Estratto del documento ▸
Riportiamo questo interessante articolo dal canale sovranista (canalesovranista.altervista.org) sull’origine storica del trattato di Maastricht.
Lo abbiamo detto in tutte le salse che con il trattato di Maastricht ha segnato l’inizio del declino italiano, per poi concretizzarsi con la piena introduzione dell’euro nel 2002. Coloro che ci hanno portato in questa gabbia era tutti perfettamente consapevoli di quello che stavano facendo.
Come non ricordare le dichiarazioni di Giuliano Amato sulla “faustiana pretesa di una moneta senza stato” in una trasmissione RAI del 2012, oppure Massimo D’Alema che già nel 92 dagli scranni del parlamento definiva Maastricht “distorzione in senso neoliberista del processo di unità europea“.
Oggi invece parleremo di chi ha negoziato e firmato il trattato di Maasticht, in qualità di ministro del Tesoro, ovvero di Guido Carli (nella foto a destra).
Ex governatore della Banca d’Italia, ex presidente di confindustria, prima di morire si fece intervistare dal giornalista Paolo Peluffo che trascrisse le testimonianze di Carli in “Cinquant’anni di vita italiana“.

Materiale fornito ▸
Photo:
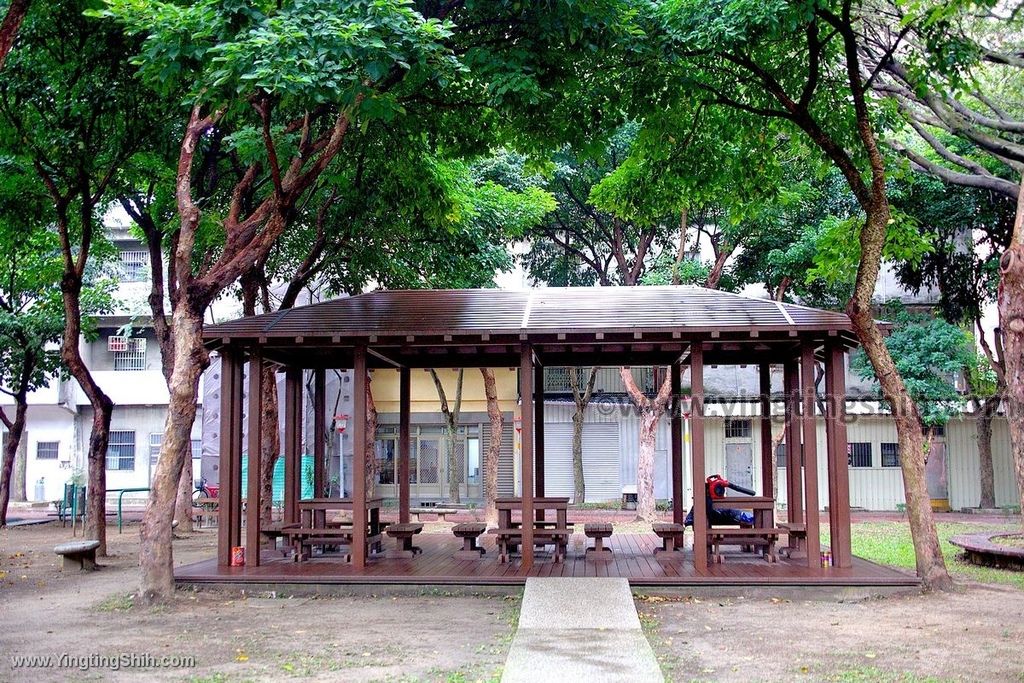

Consegna ▸ Prosegui il testo sull'origine storica del trattato di Maastricht, riprendendo subito dopo la sua ultima frase.

Risposta ▸
Questo libro del 1993 è un documento storico straordinario, ci sarebbe davvero tanto da dire, per il momento ecco la trascrizione di due paragrafi inerenti il trattato di Maastricht, seguiti da un breve commento.
Buona lettura.
UNA NUOVA CLASSE DIRIGENTE PER IL DOPO MAASTRICHT (pag 7-9)
Il trattato di Maastricht, le privatizzazioni rappresentano una sorta di imbuto nel quale si ritrovano tutti i fili di questi cinquant’anni italiani. Anche i contenuti del trattato di Maastricht compongono in un disegno razionale tutto ciò che il “vincolo esterno” non è riuscito a far allignare nel ceppo della società italiana: l’idea di uno “Stato minimo”, un conflitto sociale che si snoda nel rispetto della stabilità dei prezzi, esaltando la nuda creatività del lavoro, la capacità di innovare, la flessibilità del lavoro. Il tentativo attuato nel triennio 1989-1992 non ha avuto successo. La mano pubblica non si è ritratta dai territori che impropriamente aveva occupato negli anni precedenti. Tuttavia, un processo di mutamento profondo della cultura economica, della coscienza civile è stato avviato. Altri lo porteranno a termine.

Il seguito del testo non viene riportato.